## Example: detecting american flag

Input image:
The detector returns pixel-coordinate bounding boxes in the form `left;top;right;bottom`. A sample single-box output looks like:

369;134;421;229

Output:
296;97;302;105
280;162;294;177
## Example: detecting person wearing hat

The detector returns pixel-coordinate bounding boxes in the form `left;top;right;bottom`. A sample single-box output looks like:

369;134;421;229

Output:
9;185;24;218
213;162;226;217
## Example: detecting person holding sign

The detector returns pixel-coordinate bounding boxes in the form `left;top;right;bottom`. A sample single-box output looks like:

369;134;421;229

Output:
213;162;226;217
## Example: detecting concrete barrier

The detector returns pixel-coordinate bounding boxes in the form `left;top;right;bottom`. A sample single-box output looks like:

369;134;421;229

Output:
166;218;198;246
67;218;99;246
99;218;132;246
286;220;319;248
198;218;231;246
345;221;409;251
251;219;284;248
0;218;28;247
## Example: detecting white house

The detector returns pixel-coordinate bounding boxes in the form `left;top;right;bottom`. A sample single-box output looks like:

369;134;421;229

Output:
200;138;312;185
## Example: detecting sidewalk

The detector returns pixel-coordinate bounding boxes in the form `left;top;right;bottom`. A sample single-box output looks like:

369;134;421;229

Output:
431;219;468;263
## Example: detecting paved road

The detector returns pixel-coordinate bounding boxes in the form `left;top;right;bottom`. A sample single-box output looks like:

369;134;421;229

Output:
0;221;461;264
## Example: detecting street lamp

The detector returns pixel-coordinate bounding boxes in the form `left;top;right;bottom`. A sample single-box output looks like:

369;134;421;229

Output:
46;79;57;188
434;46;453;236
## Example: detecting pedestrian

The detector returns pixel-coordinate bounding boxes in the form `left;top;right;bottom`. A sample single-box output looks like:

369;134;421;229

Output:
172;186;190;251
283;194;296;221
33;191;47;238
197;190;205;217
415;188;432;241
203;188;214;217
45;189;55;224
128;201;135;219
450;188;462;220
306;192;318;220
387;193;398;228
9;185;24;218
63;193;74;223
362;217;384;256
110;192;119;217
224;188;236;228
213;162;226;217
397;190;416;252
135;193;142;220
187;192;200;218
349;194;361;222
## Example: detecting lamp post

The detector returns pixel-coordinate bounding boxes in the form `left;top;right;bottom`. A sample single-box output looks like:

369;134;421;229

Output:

◆ **SET EXERCISE**
Arrange every line of the listing above into one numbered list, omitting the blank lines.

◆ **FULL RESPONSE**
1. ## Example: detecting american flag
2. Input image:
3. The detector returns pixel-coordinate bounding boxes in the form `left;top;right;bottom`. A sample single-box output looks like:
4. 369;134;421;229
5. Output:
6. 296;97;302;105
7. 280;162;294;177
8. ## Example: detecting person wearing hat
9. The detector returns pixel-coordinate bounding boxes in the form `left;top;right;bottom`. A sample single-box output looks like:
10. 369;134;421;229
11. Output:
12. 9;185;24;218
13. 213;162;226;217
14. ## Example: detecting person holding sign
15. The detector returns pixel-coordinate bounding boxes in the form `left;top;right;bottom`. A sample single-box output looks like:
16. 369;134;421;229
17. Output:
18. 213;162;226;217
19. ## Example: detecting concrete barrier
20. The detector returns pixel-coordinate bounding boxes in the form `left;top;right;bottom`. A sample single-box output looks like:
21. 369;134;421;229
22. Output:
23. 166;218;198;246
24. 67;218;99;246
25. 99;218;132;246
26. 286;220;319;248
27. 198;218;231;246
28. 345;221;409;251
29. 251;219;284;248
30. 0;218;28;247
31. ## Example: detecting white house
32. The detector returns pixel-coordinate bounding boxes in the form `left;top;right;bottom`. A sample single-box output looks like:
33. 369;134;421;229
34. Output:
35. 200;138;312;185
36. ## Example: detecting sidewalk
37. The detector returns pixel-coordinate bounding boxes in the form `left;top;right;bottom`. A sample single-box output looks like:
38. 369;134;421;229
39. Output:
40. 431;219;468;263
41. ## Example: detecting paved road
42. The detector returns pixel-coordinate bounding boxes in the form `left;top;right;bottom`. A sample single-box output looks like:
43. 369;134;421;229
44. Output:
45. 0;221;461;264
46. ## Example: detecting street lamp
47. The detector returns pixel-coordinate bounding boxes in the form `left;top;right;bottom`. A sample single-box output looks like:
48. 369;134;421;229
49. Output:
50. 46;79;57;188
51. 434;46;453;236
52. ## Example: detecting pedestrian
53. The detector returns pixel-coordinate bounding boxes in the form `left;top;right;bottom`. A sample single-box output looks like:
54. 369;134;421;229
55. Output:
56. 172;186;190;251
57. 283;194;296;221
58. 33;191;47;238
59. 197;190;205;217
60. 415;188;432;241
61. 203;188;214;217
62. 45;189;55;224
63. 128;201;135;219
64. 450;188;462;220
65. 306;192;318;220
66. 387;193;398;228
67. 9;185;24;218
68. 63;193;74;223
69. 362;217;384;256
70. 110;192;119;217
71. 224;188;236;228
72. 213;162;226;217
73. 397;190;416;252
74. 135;193;142;220
75. 187;192;200;218
76. 349;194;361;222
77. ## Example: detecting lamp post
78. The detector returns pixel-coordinate bounding boxes in the form `left;top;right;bottom`. A sample single-box output looks like:
79. 369;134;421;229
80. Output:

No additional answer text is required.